- Exercise aim
Write the listing out again, all of it, word for word.

[START Stored data]

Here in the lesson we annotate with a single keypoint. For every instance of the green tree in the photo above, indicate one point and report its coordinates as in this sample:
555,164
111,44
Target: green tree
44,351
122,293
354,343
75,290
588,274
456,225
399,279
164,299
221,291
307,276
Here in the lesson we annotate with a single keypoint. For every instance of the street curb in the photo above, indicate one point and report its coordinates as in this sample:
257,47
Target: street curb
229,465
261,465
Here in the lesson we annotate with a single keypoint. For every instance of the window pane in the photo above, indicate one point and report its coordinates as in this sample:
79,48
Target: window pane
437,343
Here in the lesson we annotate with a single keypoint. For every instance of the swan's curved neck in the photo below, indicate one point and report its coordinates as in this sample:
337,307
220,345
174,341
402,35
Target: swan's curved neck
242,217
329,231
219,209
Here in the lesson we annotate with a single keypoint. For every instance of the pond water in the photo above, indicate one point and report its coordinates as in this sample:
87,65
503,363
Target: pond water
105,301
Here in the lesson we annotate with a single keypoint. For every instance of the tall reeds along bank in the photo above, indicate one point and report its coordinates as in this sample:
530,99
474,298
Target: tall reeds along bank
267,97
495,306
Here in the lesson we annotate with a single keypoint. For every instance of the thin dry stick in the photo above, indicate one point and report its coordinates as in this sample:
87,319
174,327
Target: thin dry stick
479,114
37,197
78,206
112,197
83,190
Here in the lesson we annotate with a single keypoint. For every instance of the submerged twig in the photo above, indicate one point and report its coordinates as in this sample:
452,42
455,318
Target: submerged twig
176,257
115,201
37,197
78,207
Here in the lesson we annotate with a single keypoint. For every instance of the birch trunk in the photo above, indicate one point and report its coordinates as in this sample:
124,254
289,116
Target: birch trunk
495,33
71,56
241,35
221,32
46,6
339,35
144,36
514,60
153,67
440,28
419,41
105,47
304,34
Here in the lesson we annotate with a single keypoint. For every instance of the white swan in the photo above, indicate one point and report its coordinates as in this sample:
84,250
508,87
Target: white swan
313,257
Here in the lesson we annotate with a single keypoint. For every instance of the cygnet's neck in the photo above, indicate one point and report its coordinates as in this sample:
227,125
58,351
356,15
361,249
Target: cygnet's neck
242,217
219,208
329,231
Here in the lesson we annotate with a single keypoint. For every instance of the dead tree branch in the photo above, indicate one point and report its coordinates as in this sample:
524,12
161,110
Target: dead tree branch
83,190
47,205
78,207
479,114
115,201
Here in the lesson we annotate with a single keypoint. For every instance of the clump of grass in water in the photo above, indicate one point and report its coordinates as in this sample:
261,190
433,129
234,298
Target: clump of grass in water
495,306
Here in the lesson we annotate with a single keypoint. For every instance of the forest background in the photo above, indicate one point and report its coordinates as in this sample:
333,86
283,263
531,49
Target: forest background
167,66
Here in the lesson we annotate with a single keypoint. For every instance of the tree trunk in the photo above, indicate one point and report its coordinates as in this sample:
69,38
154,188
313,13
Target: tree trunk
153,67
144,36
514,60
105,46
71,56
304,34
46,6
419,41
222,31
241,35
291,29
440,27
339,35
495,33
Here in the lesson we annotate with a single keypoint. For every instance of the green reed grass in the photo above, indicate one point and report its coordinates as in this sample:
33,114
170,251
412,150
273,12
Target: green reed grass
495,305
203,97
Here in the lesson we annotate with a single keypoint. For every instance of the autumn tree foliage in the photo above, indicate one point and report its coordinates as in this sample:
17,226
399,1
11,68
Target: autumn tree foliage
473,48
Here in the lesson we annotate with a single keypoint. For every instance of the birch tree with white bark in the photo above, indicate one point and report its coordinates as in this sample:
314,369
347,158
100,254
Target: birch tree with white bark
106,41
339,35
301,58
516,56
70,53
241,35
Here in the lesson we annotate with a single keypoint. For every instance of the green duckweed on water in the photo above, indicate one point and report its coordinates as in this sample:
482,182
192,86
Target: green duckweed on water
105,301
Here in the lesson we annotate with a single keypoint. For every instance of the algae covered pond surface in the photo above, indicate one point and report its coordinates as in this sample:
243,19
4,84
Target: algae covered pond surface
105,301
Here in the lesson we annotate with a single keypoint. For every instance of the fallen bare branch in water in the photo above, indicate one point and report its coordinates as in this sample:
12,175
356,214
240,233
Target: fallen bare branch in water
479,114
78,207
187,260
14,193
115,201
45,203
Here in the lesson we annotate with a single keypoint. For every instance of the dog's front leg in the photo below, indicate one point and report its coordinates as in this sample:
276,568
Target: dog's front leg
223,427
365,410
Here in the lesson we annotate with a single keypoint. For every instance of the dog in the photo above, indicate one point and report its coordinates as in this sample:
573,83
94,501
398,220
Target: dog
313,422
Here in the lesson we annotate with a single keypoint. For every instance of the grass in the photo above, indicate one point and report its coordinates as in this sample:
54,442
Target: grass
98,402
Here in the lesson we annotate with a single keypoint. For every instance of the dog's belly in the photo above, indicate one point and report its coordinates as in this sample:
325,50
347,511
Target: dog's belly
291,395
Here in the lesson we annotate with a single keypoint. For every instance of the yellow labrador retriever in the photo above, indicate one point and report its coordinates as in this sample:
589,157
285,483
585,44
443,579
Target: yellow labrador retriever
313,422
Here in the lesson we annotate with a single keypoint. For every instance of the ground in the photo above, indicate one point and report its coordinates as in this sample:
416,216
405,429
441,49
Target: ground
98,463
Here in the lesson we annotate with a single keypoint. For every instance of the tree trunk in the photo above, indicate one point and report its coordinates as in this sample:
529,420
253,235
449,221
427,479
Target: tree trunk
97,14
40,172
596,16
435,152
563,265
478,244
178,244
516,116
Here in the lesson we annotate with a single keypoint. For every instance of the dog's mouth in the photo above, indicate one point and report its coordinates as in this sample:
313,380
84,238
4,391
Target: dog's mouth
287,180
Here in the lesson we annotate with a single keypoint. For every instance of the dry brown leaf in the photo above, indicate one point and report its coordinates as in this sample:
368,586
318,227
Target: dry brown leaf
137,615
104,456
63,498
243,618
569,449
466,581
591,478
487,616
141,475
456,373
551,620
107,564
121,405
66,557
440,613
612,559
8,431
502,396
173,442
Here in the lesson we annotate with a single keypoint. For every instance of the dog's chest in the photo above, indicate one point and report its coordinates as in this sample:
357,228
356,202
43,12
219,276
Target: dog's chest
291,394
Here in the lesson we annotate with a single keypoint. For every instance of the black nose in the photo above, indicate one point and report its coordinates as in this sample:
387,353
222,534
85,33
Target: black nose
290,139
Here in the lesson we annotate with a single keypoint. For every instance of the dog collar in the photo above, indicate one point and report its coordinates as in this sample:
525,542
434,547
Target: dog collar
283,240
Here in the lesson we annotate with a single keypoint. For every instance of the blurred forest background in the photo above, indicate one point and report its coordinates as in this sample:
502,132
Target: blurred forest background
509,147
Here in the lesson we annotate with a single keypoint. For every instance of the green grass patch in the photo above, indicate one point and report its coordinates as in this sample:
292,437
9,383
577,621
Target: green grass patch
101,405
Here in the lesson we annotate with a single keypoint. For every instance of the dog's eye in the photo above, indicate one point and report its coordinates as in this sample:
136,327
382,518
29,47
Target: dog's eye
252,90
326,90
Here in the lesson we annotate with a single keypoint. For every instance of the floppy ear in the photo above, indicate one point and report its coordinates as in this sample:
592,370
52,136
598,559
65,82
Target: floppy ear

[END Stored data]

- Reply to the task
Here in the lesson we annotate with a single keypoint. For every instance of the green tree in the photo above, indicate one point and report its coordinates as in this sample:
555,164
111,44
Target: green tree
44,351
122,293
354,343
75,290
588,274
456,225
399,279
164,299
221,291
307,276
Here in the lesson we annotate with a single keypoint. For every instance of the street curb in the photo above, indicate one point and report its coordinates as in this sample:
257,47
Target: street curb
229,465
261,465
Here in the lesson we annotate with a single keypoint. For every instance of the window pane in the photo above, indicate one point and report its coordinates as in this sample:
79,48
Target: window pane
437,343
Here in the lesson we annotate with a single keypoint. For every instance of the swan's curved neck in the photo below, indicate one point and report its coordinates as in this sample:
337,307
220,345
174,341
402,35
Target: swan's curved neck
242,217
329,231
219,209
Here in the lesson we annotate with a single keypoint. For every instance of the pond water in the photo above, indicate one point and report its coordinates as in this sample:
87,65
503,363
Target: pond water
105,301
Here in the lesson we annotate with a single keypoint. For every instance of the tall reeds along bank in the photo above, indicate one point and report its coordinates as in this sample:
530,99
474,298
Target: tall reeds along bank
267,97
495,306
Here in the lesson we annotate with a single keypoint. For every instance of the thin dry stick in the photo above, indicate one point and report its coordinates as in this sample:
87,319
174,327
Target: thin dry stick
479,114
37,197
78,206
112,197
83,190
Here in the lesson we annotate with a single keypoint. For every instance of the submerged twig in the photo above, indicate one point and report its coordinates as in this sample:
452,42
455,318
Target: submerged twig
176,257
115,201
37,197
78,207
Here in the lesson we annotate with a single keypoint. For every instance of the birch trunk in the photo above, indicate one point and report its coordinates as in this sample:
124,254
289,116
Target: birch trunk
495,33
71,56
241,35
221,32
46,6
339,35
144,36
514,60
153,67
440,28
419,41
105,47
304,34
Here in the lesson we annotate with a single keypoint. For every instance of the white swan in the photo above, indicate one point and report its coordinates as in this sample:
84,250
508,87
Target: white swan
313,257
Here in the lesson we annotate with a single keypoint. For every instance of the cygnet's neck in the photo above, indicate one point and report its coordinates as in this sample:
227,125
58,351
356,15
361,249
Target: cygnet's neck
242,217
219,208
329,231
Here in the lesson we annotate with a single keypoint. For every instance of the dead tree branch in the photo above, indicate one point and report its coordinates as in this sample:
524,12
161,110
Target: dead tree branch
83,190
47,205
78,207
479,114
115,201
Here in the lesson we annotate with a single keypoint. For every instance of the clump of grass in water in the photo above, indicate one point and report its coordinates as in this sample:
261,190
433,129
234,298
Target: clump of grass in water
495,306
Here in the lesson we annotate with a single keypoint. For every instance of the forest background in the photo above, indicate one point and report its coordinates as in this sample:
333,86
283,263
531,49
Target: forest background
167,66
Here in the lesson we annotate with a single keypoint. For every instance of the tree trunk in the photo above, indicate one point and report its coordinates as in this sample:
69,38
154,188
313,13
Target: tree trunk
153,67
144,36
514,60
105,46
71,56
304,34
46,6
419,41
222,31
241,35
291,29
440,27
339,35
495,33
Here in the lesson we annotate with a single keypoint. For every instance of the green reed grass in the photo above, indicate one point and report its coordinates as in this sample:
33,114
170,251
412,150
273,12
Target: green reed grass
495,305
203,97
Here in the lesson we annotate with a single keypoint. For every instance of the autumn tree foliage in the photo above, indicate one point and report its coordinates as in this sample:
17,226
399,1
11,68
Target: autumn tree foliage
473,48
Here in the lesson we annotate with a single keypoint. For every instance of the birch tree with white bark in the photo above, indicate one point and report its coordinates as in this sample:
314,369
347,158
100,254
Target: birch tree with white bark
106,41
339,35
301,58
516,56
70,53
241,35
Here in the lesson we annotate with a single keypoint. For every instance of the green duckweed on water in the photo above, indicate one point and report its coordinates as in this sample:
482,182
192,86
Target: green duckweed on water
105,301
Here in the lesson we annotate with a single keypoint. For every instance of the algae covered pond surface in the photo above, indicate one point and report its coordinates as in this sample:
243,19
4,84
Target: algae covered pond surface
105,301
Here in the lesson we annotate with a single keypoint. For every instance of the fallen bare branch in water in the photo above, indicate one point and report its coordinates as in this sample:
12,175
356,214
240,233
Target: fallen bare branch in water
479,114
78,207
187,260
14,193
115,201
45,203
Here in the lesson we annotate with a single keypoint. For every instance of the dog's front leg in the photo below, indicate one point and report its coordinates as in this sample:
276,568
Target: dog's front leg
223,427
365,410
Here in the lesson we annotate with a single keypoint. For every instance of the dog in the photo above, indicate one point and report its coordinates as in this sample:
573,83
94,501
398,220
Target: dog
313,422
Here in the lesson we annotate with a single keypoint. For every instance of the grass in the photo above, indicate one point and report its coordinates as in this sample:
54,442
Target: grass
98,402
Here in the lesson we annotate with a single keypoint. For every instance of the dog's belly in the photo above, indicate one point and report its coordinates as in this sample:
325,50
347,511
Target: dog's belly
291,395
Here in the lesson we annotate with a single keypoint. For every instance of the yellow labrador retriever in the photo above, indicate one point and report its coordinates as in this sample:
589,157
285,483
585,44
443,579
Target: yellow labrador retriever
313,422
Here in the lesson we annotate with a single keypoint. For every instance of the ground in the photo above, indicate one point and report its coordinates as in this sample:
416,216
405,429
441,49
Target: ground
98,463
Here in the lesson we annotate with a single keypoint. For every instance of the tree trunk in the photo above, indicate one point and report its coordinates as in this sample:
529,420
253,235
449,221
427,479
Target: tree trunk
97,14
40,172
596,16
435,152
563,265
478,244
178,244
516,116
Here in the lesson we annotate with a single keypoint. For every instance of the dog's mouth in the photo above, indicate one point and report its coordinates as in this sample:
313,380
84,238
4,391
Target: dog's mouth
287,180
Here in the lesson we annotate with a single keypoint. For every instance of the dry brown leaf in the photo above, indicate one point and report its coordinates as in this sample:
368,586
318,227
Target: dry brown leaf
137,615
104,456
63,498
243,618
569,449
466,581
591,478
487,616
141,475
456,373
551,620
107,564
121,405
66,557
440,613
612,559
8,431
502,396
173,442
Here in the lesson we annotate with a single keypoint. For every instance of the dog's chest in the photo above, indicate one point and report its coordinates as in this sample:
357,228
356,202
43,12
219,276
Target: dog's chest
291,394
Here in the lesson we annotate with a single keypoint. For every instance of the black nose in the photo above, indicate one point and report its coordinates as in this sample:
387,353
222,534
85,33
Target: black nose
290,139
Here in the lesson we annotate with a single keypoint. For every instance of the dog collar in the photo above, indicate one point and report its coordinates as in this sample:
525,542
434,547
Target: dog collar
283,240
Here in the lesson we annotate with a single keypoint. For every instance of the blurred forest background in the photo above, indicate one point and report its coordinates as in this sample:
502,132
Target: blurred forest background
509,147
Here in the lesson we annotate with a single keypoint. For every instance of the green grass patch in the photo above, indicate one point and report its coordinates as in this sample:
292,437
9,383
577,621
Target: green grass patch
101,405
Here in the lesson we annotate with a single keypoint. For every instance of the dog's eye in the photo above, indicate one point and report its coordinates as in this sample:
136,327
382,518
29,47
Target: dog's eye
252,90
326,90
Here in the lesson we annotate with a single keypoint. For every instance of the floppy ear in the photo above, indicate one point and report its coordinates as in this sample:
592,370
52,136
598,559
65,82
Target: floppy ear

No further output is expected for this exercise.